Extracted data entries:
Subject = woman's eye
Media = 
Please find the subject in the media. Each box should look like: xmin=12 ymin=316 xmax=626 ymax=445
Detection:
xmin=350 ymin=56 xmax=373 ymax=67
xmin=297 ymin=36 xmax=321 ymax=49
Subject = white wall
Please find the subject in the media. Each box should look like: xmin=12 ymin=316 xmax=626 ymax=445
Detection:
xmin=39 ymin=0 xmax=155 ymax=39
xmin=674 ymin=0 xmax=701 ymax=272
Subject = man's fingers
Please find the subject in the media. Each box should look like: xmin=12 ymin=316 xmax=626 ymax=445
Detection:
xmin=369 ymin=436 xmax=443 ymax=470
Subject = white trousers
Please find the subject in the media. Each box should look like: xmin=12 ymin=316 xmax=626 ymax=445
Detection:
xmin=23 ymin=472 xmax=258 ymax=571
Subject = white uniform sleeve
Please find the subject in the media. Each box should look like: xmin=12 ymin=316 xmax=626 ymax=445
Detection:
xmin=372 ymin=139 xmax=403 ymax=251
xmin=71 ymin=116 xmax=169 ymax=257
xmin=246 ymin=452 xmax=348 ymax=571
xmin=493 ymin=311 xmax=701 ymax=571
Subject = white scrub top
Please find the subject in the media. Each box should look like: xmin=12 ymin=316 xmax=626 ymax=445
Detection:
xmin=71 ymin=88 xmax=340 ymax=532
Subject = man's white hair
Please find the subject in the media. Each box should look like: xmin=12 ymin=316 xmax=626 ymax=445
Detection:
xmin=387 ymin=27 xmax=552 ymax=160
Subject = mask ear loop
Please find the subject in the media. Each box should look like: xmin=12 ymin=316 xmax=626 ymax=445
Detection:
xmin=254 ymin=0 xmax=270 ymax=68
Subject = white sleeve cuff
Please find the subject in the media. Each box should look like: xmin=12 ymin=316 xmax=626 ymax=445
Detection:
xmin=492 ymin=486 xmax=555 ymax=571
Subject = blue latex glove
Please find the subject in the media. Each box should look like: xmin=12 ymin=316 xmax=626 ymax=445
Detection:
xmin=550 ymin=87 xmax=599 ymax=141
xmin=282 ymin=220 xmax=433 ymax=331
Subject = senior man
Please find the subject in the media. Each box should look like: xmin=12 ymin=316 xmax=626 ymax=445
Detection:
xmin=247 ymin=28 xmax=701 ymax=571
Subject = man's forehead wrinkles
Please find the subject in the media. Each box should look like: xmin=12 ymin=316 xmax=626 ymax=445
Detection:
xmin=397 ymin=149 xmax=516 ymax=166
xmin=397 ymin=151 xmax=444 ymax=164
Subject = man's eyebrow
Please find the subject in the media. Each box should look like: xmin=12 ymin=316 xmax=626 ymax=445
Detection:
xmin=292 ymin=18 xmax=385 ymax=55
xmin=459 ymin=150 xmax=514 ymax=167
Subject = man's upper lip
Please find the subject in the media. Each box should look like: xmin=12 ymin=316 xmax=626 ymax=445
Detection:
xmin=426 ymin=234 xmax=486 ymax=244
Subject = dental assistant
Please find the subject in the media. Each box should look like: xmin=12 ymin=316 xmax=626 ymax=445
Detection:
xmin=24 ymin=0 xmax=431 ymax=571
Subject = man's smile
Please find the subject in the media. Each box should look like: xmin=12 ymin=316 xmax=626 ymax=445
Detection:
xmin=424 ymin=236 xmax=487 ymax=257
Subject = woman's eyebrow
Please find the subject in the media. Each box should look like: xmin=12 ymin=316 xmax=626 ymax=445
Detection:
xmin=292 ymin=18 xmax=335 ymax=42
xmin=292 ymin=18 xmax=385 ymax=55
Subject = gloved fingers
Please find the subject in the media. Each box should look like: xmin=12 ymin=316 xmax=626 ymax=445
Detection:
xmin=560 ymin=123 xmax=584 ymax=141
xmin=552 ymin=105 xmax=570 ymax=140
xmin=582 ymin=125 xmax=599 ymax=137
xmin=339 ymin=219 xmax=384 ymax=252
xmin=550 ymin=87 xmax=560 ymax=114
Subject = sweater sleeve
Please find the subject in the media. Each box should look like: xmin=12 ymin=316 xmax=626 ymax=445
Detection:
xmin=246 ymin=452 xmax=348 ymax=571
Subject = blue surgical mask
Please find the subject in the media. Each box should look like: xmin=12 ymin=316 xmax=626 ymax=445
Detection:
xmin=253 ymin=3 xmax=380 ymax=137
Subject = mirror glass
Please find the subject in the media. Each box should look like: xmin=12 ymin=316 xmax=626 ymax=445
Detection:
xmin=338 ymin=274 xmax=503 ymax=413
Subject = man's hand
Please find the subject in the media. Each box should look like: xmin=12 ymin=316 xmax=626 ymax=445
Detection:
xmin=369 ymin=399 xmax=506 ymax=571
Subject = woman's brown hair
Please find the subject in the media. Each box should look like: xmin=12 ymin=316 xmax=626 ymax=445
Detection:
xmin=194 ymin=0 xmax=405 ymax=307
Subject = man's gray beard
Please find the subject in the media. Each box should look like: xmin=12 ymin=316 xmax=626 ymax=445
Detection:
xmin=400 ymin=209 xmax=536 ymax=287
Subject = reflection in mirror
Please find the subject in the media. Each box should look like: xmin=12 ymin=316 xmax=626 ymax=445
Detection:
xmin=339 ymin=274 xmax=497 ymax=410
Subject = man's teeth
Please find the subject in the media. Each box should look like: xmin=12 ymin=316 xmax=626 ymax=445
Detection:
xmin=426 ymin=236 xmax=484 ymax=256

- **STATED GOAL**
Please rewrite every entry above as a two-column CSV with the header row request,answer, giving one row per subject. Put each subject's full text in the request column and its boxes in the answer column, wrapping each field in double quotes and replacing line breaks with spaces.

- **RIGHT ANSWER**
request,answer
"Subject = woman's eye Media = Please find the subject in the media. Each box should look like: xmin=12 ymin=316 xmax=626 ymax=445 Detection:","xmin=350 ymin=56 xmax=373 ymax=67 xmin=297 ymin=36 xmax=321 ymax=49"
"Subject = white wall Please find the subject in the media. Each box should look like: xmin=12 ymin=316 xmax=626 ymax=445 Detection:","xmin=39 ymin=0 xmax=155 ymax=39 xmin=674 ymin=0 xmax=701 ymax=272"
"Subject = man's fingers Please find the subject in the media. Each box should look like: xmin=12 ymin=316 xmax=626 ymax=445 Detection:","xmin=369 ymin=436 xmax=443 ymax=470"
"Subject = white trousers Please find the subject in the media. Each box should look like: xmin=12 ymin=316 xmax=626 ymax=445 Detection:","xmin=23 ymin=472 xmax=258 ymax=571"
"Subject = white uniform sleeve Please find the subject in the media. Each box should look like: xmin=12 ymin=316 xmax=626 ymax=445 Detection:","xmin=372 ymin=139 xmax=403 ymax=251 xmin=71 ymin=116 xmax=169 ymax=257 xmin=246 ymin=452 xmax=348 ymax=571 xmin=493 ymin=311 xmax=701 ymax=571"
"Subject = white scrub top Please find the subject in the media. Each box should look like: xmin=12 ymin=316 xmax=626 ymax=445 Detection:","xmin=71 ymin=88 xmax=340 ymax=532"
"Subject = man's white hair Please find the subject in the media. Each box should look like: xmin=12 ymin=316 xmax=626 ymax=445 Detection:","xmin=387 ymin=27 xmax=552 ymax=160"
"Subject = mask ear loop Please find the subject in the media. Each box should look like: xmin=12 ymin=316 xmax=626 ymax=445 Detection:","xmin=254 ymin=0 xmax=270 ymax=68"
"Subject = white sleeve cuff Please find the subject in the media. Each box should look like: xmin=12 ymin=316 xmax=626 ymax=445 Detection:","xmin=492 ymin=486 xmax=555 ymax=571"
"Subject = blue latex glove Please find the subject in the media. Each box should look like: xmin=12 ymin=316 xmax=626 ymax=445 Detection:","xmin=550 ymin=87 xmax=599 ymax=141 xmin=282 ymin=220 xmax=433 ymax=331"
"Subject = senior man Please find the subject in the media. Each box should look like: xmin=12 ymin=316 xmax=626 ymax=445 Detection:","xmin=247 ymin=28 xmax=701 ymax=571"
"Subject = man's forehead wrinkles Please find the subject in the media. Each box should look like: xmin=12 ymin=316 xmax=626 ymax=445 Detection:","xmin=397 ymin=149 xmax=516 ymax=166 xmin=397 ymin=151 xmax=444 ymax=164"
"Subject = man's eyebrow Please find the subject in the media. Each box should look like: xmin=12 ymin=316 xmax=626 ymax=445 Detection:","xmin=292 ymin=18 xmax=385 ymax=55 xmin=459 ymin=150 xmax=514 ymax=167"
"Subject = man's upper lip Please find the subject in the media. Each box should look like: xmin=12 ymin=316 xmax=626 ymax=445 Detection:","xmin=426 ymin=234 xmax=486 ymax=244"
"Subject = dental assistant Please find the subject in the media. Each box should look like: xmin=12 ymin=316 xmax=626 ymax=445 Detection:","xmin=24 ymin=0 xmax=431 ymax=571"
"Subject = man's smile Please find the subject in the media. Each box should look like: xmin=12 ymin=316 xmax=626 ymax=445 Detection:","xmin=424 ymin=236 xmax=487 ymax=257"
"Subject = woman's eyebrow Please find the subject in the media. Each box should look like: xmin=12 ymin=316 xmax=626 ymax=445 Detection:","xmin=292 ymin=18 xmax=335 ymax=42 xmin=292 ymin=18 xmax=385 ymax=55"
"Subject = gloved fingers Please find the subject in the media. Each box should look like: xmin=12 ymin=316 xmax=626 ymax=445 Detection:","xmin=560 ymin=123 xmax=584 ymax=141 xmin=552 ymin=105 xmax=570 ymax=140 xmin=582 ymin=125 xmax=599 ymax=137 xmin=339 ymin=219 xmax=384 ymax=252 xmin=550 ymin=87 xmax=560 ymax=114"
"Subject = sweater sleeve Please find the subject in the media. Each box should look like: xmin=12 ymin=316 xmax=626 ymax=445 Detection:","xmin=246 ymin=452 xmax=348 ymax=571"
"Subject = blue surgical mask Please find the subject in the media. Each box should look like: xmin=12 ymin=316 xmax=626 ymax=445 Detection:","xmin=253 ymin=3 xmax=380 ymax=137"
"Subject = mirror glass Please find the subject in the media. Each box should look like: xmin=12 ymin=316 xmax=626 ymax=445 Detection:","xmin=338 ymin=274 xmax=503 ymax=413"
"Subject = man's hand Please find the subject in the media. Each box should look like: xmin=12 ymin=316 xmax=626 ymax=445 Detection:","xmin=369 ymin=399 xmax=506 ymax=571"
"Subject = woman's brown hair Please find the subject in the media. Each box should look like: xmin=12 ymin=316 xmax=626 ymax=445 Detection:","xmin=194 ymin=0 xmax=405 ymax=307"
"Subject = man's gray beard Please find the subject in the media. Each box should look like: xmin=12 ymin=316 xmax=626 ymax=445 Detection:","xmin=400 ymin=209 xmax=536 ymax=287"
"Subject = reflection in mirror Please find the subject in the media. Each box should look like: xmin=12 ymin=316 xmax=626 ymax=445 Detection:","xmin=339 ymin=274 xmax=497 ymax=410"
"Subject = man's teeth Please find the subject in the media. Each box should look like: xmin=12 ymin=316 xmax=626 ymax=445 Detection:","xmin=426 ymin=236 xmax=484 ymax=256"